=== DATA SHOWN ===

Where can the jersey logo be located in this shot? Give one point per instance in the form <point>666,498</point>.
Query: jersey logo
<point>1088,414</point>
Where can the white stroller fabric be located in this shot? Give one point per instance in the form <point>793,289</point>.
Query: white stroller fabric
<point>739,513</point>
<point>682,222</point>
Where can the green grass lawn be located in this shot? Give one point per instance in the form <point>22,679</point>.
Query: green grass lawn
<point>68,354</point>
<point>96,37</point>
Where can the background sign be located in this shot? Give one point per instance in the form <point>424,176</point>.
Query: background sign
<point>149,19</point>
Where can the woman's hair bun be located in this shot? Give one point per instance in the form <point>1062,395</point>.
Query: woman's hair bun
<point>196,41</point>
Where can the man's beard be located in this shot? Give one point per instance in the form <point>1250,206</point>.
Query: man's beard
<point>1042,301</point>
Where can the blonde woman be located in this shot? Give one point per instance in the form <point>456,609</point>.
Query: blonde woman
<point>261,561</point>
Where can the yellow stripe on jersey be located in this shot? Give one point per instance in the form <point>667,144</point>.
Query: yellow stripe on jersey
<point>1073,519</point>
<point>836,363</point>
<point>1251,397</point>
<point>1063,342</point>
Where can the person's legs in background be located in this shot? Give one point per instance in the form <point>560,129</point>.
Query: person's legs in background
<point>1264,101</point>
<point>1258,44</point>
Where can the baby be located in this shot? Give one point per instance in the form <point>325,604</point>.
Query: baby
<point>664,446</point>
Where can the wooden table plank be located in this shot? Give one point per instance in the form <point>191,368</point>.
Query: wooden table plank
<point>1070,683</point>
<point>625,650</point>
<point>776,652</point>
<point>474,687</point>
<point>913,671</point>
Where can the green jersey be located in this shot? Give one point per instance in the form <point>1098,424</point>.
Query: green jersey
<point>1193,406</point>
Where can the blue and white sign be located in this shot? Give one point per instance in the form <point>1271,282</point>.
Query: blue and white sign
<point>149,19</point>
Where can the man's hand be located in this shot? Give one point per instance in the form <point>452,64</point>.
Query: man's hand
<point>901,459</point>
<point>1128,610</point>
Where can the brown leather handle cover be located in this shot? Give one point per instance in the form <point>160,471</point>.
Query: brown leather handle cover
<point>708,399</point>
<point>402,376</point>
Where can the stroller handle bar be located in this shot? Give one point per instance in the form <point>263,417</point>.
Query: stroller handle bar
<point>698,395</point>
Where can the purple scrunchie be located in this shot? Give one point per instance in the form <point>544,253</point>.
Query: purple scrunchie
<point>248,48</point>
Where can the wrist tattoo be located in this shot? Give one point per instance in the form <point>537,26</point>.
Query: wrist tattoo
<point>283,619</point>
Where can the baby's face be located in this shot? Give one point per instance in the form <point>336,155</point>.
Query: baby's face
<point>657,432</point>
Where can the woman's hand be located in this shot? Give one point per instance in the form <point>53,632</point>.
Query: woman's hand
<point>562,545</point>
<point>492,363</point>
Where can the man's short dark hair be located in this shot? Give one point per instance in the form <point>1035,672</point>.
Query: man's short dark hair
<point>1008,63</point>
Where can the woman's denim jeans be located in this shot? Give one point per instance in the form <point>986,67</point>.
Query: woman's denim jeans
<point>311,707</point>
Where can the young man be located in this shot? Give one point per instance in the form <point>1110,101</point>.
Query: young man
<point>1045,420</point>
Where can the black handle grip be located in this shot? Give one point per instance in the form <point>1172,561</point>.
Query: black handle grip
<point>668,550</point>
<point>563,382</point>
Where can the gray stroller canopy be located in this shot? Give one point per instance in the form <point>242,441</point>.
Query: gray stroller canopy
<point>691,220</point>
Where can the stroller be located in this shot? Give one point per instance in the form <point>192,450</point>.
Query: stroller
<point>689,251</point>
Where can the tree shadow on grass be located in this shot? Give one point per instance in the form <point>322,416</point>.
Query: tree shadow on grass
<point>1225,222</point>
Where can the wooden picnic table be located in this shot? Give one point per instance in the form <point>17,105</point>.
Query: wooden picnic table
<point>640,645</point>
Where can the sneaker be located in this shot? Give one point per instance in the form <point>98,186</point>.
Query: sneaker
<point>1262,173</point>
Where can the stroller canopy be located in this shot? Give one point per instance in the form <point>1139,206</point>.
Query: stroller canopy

===

WRITTEN EXERCISE - Repeat all of the lines above without any changes.

ANSWER BELOW -
Where can the jersey logo be located in this shot? Give one point per instance in the form <point>666,498</point>.
Query: jersey logo
<point>1088,414</point>
Where can the white stroller fabric be located in this shot? Give one point per instance in the form <point>793,289</point>.
Query: white stroller fabric
<point>739,513</point>
<point>682,222</point>
Where can the green grass lawn be located in this shot? Give one point per instance in the form <point>22,679</point>.
Query: green grass lawn
<point>68,354</point>
<point>96,37</point>
Where can the background sign be located in this shot? Give one point per instance in the form <point>424,176</point>.
Query: background sign
<point>149,19</point>
Where can the woman's hair bun be located in this shot? Give one point per instance in the form <point>1062,395</point>.
Query: woman's hair bun
<point>196,41</point>
Where can the man's beard be located in this shot? Give one point per instance in the form <point>1250,206</point>.
Query: man's beard
<point>1042,301</point>
Where can the blonde woman be located in this shot? Give one point per instance in the form <point>456,609</point>.
Query: blonde woman
<point>261,561</point>
Where can the yellow stripe on jersey be located in this shot? Give one point per instance in the form <point>667,144</point>.
Query: yellow stripe on jersey
<point>1073,519</point>
<point>836,363</point>
<point>1251,397</point>
<point>1063,342</point>
Where can the person's legs in background be located in this shot? Give one point per instance in the form <point>560,129</point>.
Query: person's legs in background
<point>1264,101</point>
<point>1258,44</point>
Where can the baby be located in this shot? Give one point per instance in the form <point>325,604</point>.
Query: baby
<point>664,446</point>
Where can the wooden table plank be located in this shot? Give one point per instance in the form <point>191,368</point>.
Query: wooden table plank
<point>1070,683</point>
<point>625,650</point>
<point>776,652</point>
<point>474,687</point>
<point>913,671</point>
Where can the green jersey be located in this shot? Give one point per instance in the form <point>1098,424</point>.
Query: green jersey
<point>1193,406</point>
Where can the blue and white sign be located in this shot? Give one point per instance in the form <point>1271,282</point>.
Query: blue and white sign
<point>149,19</point>
Where can the man's hand be located in this shot? Give one point per instance in the form <point>452,64</point>.
Query: man's hand
<point>901,459</point>
<point>1128,610</point>
Where can the brown leather handle cover be located in this shot? Give one point per instance in the form <point>160,471</point>.
Query: brown leather handle cover
<point>708,399</point>
<point>402,376</point>
Where can the stroller handle bar be located in this shot? Give one point per instance in the form <point>263,417</point>.
Query: stroller handle bar
<point>698,395</point>
Where can the purple scrunchie be located in this shot? Give one point per instance in the form <point>544,253</point>.
Query: purple scrunchie
<point>248,48</point>
Where can the wrist tattoo be located in this shot? Give one point per instance in the form <point>537,26</point>.
Query: wrist tattoo
<point>283,619</point>
Where can the baby's face be located in this shot? Give one point per instance in the form <point>336,155</point>.
Query: baby's face
<point>657,432</point>
Where can the woman's hand be located in this shot? Give one point per instance in the form <point>53,632</point>.
Query: woman's hand
<point>562,545</point>
<point>492,363</point>
Where can the man's short dark hair be located in this shot? Give one point per instance in the form <point>1035,672</point>.
Query: man's short dark hair
<point>1008,63</point>
Where can the woman's denim jeans be located in this shot? Give one point per instance in the form <point>986,67</point>.
Query: woman's denim jeans
<point>311,707</point>
Where can the young man be located in this shot? Give one point per instance in the form <point>1110,101</point>.
Query: young man
<point>1045,420</point>
Where can the black handle grip be located in this shot? Give one point per instance in the form <point>1172,561</point>.
Query: black handle grip
<point>668,550</point>
<point>563,382</point>
Where can the gray stroller canopy be located in this shot? Give one point per instance in the form <point>242,441</point>.
Query: gray stroller canopy
<point>691,220</point>
Where can the stroller be located in this shot? Give one point per instance in the form <point>192,450</point>.
Query: stroller
<point>689,251</point>
Where can the tree shadow on grass be located in this shot? Give one point per instance in the form <point>322,416</point>.
Query: tree shadow on grass
<point>1225,222</point>
Where can the wooden picnic table be located in this shot? Give one point per instance in the form <point>17,105</point>.
Query: wooden picnic table
<point>640,645</point>
Where can the sneaker be located in this shot? Give one point per instance in the form <point>98,186</point>.
Query: sneaker
<point>1262,173</point>
Where can the stroller canopy be located in this shot? Give one point per instance in the form <point>1139,206</point>.
Query: stroller canopy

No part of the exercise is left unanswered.